= Given request =
In the two blocks of lines below, find each line that contains the word "fabric" and copy that whole line. Treat uppercase and lowercase as different.

= Source records =
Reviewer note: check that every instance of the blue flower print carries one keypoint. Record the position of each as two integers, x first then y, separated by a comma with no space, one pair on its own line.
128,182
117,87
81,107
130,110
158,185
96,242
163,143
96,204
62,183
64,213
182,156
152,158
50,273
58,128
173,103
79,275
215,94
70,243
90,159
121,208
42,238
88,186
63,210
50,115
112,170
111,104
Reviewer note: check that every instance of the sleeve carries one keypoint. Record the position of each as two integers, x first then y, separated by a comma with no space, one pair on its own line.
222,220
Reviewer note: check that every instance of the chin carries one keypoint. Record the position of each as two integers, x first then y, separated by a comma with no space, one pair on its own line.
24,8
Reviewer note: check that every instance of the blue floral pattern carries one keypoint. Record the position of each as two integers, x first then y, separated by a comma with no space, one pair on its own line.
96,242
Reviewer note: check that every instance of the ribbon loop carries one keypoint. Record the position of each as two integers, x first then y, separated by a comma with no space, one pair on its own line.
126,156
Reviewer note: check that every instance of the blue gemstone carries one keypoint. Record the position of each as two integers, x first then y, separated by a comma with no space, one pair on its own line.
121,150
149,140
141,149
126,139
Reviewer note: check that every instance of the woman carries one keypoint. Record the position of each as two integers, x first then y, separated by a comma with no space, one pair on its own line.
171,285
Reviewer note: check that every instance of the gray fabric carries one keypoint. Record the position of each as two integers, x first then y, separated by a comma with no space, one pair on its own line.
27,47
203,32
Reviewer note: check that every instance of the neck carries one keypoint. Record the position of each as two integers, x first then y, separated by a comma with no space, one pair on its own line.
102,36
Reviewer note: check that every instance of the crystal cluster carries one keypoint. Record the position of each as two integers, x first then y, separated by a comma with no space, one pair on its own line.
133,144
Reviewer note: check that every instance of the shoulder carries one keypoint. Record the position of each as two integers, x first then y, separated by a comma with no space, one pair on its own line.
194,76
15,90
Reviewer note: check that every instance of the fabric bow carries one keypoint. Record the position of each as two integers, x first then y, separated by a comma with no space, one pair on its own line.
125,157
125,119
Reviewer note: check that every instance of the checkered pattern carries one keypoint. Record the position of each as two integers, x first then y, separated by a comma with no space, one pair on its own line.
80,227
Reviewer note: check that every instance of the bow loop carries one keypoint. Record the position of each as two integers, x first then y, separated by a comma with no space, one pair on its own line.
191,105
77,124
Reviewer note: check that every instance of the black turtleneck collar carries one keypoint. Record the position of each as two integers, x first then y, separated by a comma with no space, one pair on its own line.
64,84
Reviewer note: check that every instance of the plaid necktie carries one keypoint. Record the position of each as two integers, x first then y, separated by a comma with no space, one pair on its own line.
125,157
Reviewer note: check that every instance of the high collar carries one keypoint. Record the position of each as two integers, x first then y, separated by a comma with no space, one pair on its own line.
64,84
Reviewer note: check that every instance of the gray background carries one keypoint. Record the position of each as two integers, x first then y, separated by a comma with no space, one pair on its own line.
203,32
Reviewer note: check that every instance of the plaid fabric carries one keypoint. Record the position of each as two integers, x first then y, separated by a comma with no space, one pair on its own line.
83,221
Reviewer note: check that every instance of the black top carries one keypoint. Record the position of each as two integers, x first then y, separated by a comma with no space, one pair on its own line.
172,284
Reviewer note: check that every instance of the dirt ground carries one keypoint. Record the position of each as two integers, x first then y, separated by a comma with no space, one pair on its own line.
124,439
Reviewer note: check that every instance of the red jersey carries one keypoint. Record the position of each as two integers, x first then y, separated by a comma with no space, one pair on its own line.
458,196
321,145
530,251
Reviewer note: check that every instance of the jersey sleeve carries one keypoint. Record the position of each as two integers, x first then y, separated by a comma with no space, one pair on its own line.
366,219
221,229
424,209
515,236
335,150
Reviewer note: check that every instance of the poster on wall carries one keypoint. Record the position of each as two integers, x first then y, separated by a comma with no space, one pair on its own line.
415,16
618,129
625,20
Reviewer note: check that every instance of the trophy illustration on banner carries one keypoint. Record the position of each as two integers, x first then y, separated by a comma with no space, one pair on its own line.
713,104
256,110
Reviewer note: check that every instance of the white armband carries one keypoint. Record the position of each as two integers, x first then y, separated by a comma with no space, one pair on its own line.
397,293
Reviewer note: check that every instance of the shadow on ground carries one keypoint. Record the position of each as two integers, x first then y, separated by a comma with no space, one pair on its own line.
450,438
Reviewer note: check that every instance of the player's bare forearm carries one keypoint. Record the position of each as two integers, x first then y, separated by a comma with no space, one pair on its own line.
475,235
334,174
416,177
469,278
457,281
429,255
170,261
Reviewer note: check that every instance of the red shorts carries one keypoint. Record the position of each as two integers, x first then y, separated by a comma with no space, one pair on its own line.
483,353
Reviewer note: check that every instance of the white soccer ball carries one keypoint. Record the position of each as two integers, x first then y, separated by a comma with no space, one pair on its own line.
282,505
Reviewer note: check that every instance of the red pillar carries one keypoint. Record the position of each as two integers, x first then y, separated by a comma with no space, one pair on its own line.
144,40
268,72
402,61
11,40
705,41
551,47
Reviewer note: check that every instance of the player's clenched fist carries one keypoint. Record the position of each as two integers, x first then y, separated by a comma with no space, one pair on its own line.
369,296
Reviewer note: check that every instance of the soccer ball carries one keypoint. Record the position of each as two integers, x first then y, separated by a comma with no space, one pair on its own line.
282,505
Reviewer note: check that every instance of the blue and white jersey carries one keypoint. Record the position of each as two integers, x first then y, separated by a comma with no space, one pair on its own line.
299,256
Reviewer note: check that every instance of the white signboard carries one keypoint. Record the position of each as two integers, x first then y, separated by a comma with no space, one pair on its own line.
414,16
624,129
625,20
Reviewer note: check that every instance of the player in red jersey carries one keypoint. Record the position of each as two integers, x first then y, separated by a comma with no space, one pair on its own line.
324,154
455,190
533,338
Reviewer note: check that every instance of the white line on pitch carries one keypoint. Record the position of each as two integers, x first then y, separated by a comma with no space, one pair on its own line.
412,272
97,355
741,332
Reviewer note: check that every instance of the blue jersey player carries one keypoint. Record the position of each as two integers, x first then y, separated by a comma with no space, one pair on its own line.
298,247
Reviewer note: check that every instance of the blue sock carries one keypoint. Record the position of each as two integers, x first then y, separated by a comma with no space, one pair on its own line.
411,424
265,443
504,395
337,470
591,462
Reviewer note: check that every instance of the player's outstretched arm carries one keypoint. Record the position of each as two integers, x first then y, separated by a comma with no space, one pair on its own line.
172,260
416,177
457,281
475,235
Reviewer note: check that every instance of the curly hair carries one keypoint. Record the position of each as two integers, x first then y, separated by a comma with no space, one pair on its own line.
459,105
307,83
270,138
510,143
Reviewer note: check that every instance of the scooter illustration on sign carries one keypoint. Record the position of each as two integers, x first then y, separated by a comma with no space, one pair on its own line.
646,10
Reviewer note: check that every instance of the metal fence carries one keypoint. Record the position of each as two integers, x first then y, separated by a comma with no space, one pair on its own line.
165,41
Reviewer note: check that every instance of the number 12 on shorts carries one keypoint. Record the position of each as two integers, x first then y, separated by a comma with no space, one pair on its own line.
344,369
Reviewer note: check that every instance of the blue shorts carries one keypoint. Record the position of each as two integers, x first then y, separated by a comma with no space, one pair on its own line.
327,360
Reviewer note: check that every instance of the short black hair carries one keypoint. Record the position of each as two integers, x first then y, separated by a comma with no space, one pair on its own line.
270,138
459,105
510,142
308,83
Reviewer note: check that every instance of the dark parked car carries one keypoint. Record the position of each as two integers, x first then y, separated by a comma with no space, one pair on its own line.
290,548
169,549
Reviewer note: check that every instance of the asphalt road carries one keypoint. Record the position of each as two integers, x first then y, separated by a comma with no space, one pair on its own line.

==

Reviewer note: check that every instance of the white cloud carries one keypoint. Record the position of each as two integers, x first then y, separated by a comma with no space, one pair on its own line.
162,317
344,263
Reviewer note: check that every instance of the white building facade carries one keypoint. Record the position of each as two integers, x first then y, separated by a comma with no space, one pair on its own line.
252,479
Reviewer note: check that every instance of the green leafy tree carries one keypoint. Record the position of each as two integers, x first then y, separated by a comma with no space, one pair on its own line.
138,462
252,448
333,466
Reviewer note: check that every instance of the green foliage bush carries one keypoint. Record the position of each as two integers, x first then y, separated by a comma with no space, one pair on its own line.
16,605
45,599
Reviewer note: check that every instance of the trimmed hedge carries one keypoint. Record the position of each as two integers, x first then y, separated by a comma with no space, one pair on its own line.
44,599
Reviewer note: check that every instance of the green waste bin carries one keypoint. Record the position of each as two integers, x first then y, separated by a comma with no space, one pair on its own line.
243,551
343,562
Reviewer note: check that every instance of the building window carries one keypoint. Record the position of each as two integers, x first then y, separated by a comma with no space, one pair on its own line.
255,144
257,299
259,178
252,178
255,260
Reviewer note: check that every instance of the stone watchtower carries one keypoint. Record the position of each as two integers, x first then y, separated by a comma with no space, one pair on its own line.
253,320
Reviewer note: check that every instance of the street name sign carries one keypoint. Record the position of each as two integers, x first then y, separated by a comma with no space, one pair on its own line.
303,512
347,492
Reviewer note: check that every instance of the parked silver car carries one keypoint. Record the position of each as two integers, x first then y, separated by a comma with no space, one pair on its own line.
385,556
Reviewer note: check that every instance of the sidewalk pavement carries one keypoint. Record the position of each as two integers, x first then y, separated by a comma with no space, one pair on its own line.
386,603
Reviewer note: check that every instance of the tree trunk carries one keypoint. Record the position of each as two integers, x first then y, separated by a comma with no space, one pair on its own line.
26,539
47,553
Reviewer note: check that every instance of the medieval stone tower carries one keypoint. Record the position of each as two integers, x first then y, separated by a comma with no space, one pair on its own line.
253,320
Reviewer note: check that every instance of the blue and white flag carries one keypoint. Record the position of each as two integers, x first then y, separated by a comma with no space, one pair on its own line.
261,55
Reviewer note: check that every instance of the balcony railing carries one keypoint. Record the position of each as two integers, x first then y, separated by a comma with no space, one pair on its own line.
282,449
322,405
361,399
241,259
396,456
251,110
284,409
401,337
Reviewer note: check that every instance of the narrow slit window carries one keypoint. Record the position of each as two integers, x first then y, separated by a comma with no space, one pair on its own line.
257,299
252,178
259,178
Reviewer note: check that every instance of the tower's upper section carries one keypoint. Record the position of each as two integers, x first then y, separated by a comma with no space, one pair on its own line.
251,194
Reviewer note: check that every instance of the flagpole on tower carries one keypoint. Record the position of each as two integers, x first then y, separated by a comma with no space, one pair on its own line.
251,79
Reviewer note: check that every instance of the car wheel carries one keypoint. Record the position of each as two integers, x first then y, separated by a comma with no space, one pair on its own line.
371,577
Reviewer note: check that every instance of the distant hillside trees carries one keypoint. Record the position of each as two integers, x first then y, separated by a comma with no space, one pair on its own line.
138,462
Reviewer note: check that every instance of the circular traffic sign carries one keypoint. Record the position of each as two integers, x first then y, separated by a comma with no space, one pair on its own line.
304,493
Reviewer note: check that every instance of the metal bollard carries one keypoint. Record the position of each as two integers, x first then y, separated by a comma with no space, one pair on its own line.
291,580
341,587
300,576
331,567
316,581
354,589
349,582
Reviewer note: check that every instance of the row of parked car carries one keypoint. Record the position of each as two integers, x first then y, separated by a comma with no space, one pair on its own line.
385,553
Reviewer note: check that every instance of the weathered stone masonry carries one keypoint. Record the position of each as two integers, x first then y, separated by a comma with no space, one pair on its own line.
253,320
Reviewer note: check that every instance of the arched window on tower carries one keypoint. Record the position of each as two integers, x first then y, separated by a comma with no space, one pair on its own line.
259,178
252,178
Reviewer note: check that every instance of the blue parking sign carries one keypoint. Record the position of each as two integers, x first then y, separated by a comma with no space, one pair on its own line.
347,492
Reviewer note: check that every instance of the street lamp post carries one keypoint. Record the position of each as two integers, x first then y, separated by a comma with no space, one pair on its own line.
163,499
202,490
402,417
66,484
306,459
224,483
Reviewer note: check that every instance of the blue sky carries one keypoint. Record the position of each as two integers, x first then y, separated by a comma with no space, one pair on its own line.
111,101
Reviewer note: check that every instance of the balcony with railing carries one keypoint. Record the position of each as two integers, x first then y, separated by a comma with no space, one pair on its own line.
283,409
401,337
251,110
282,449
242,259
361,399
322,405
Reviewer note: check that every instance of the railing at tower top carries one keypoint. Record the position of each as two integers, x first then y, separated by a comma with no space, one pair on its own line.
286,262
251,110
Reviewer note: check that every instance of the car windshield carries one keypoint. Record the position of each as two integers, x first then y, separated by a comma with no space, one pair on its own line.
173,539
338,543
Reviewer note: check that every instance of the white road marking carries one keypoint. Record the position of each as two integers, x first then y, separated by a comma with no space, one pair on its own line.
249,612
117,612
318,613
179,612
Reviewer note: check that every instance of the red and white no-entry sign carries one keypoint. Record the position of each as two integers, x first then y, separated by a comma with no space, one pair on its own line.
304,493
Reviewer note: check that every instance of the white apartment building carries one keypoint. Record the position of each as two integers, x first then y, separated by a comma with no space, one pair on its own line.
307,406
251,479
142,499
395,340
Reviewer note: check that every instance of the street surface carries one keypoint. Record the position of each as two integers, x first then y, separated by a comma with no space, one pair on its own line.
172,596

= Full output =
Reviewer note: check that every instance of the gray fabric carries one keypoint. Record the position of each as two integers, x first then y, separated by a comma with no space, one pair on its own line.
Reviewer note: check that every instance of the fabric bow carries one keypoint. Record the position of each as two integers, x first then y, separated by a comma with no space, one pair on its own line.
Reviewer note: check that every instance of the plaid fabric carries one keypoint. Record the position of each as two integers, x first then y, separated by a comma with no space, one pair on its own line.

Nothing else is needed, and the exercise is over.